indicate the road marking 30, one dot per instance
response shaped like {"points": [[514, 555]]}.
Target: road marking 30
* * *
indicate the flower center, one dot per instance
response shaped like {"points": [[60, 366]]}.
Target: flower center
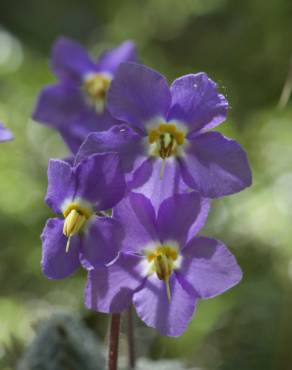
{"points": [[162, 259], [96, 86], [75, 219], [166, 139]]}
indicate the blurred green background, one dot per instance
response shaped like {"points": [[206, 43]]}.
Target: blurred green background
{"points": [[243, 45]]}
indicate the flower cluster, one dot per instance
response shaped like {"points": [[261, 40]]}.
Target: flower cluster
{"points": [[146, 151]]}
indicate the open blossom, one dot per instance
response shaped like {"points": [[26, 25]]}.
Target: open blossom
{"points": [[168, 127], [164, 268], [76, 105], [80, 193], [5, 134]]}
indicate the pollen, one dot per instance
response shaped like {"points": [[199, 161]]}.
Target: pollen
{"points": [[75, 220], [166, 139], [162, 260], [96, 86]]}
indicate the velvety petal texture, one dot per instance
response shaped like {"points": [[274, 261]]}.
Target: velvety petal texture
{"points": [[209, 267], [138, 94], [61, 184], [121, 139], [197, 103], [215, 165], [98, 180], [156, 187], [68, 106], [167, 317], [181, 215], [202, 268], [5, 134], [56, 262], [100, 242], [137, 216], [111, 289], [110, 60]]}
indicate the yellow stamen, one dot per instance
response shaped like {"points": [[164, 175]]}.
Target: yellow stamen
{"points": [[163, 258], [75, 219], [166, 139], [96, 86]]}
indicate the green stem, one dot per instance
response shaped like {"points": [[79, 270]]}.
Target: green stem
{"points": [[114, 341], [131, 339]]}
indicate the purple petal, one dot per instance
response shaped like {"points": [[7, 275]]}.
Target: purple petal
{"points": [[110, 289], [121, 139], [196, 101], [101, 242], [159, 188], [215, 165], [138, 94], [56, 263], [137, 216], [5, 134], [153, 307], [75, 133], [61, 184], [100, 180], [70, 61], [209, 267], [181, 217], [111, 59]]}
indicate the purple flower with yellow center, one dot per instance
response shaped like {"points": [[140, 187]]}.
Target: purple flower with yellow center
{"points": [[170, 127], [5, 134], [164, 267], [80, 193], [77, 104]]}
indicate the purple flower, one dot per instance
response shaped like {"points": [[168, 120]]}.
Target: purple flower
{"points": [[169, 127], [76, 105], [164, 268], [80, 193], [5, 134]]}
...
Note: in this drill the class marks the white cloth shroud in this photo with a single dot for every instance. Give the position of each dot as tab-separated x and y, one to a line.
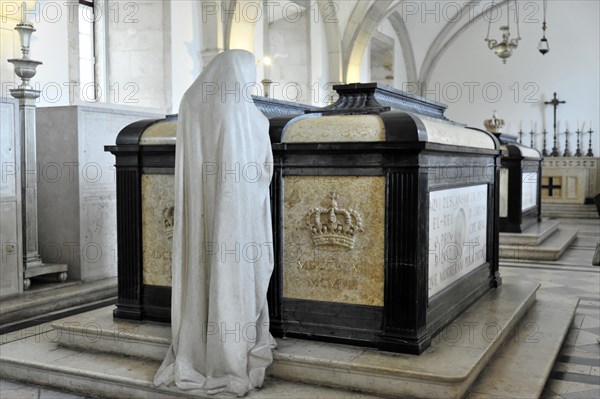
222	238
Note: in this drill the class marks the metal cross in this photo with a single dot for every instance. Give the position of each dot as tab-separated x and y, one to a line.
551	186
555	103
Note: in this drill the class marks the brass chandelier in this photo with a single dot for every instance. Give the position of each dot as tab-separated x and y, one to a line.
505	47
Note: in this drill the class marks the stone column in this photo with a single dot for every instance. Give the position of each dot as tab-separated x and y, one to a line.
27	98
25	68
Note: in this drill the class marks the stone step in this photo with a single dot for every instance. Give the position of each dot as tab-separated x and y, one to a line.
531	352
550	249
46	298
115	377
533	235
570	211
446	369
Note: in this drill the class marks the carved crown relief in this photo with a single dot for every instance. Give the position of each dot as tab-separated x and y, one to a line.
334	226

# ACTIVITY
All lines in the records that contain "road" are to be copied and returned.

# ANSWER BELOW
indicate the road marking 30, one dot per instance
Target: road marking 30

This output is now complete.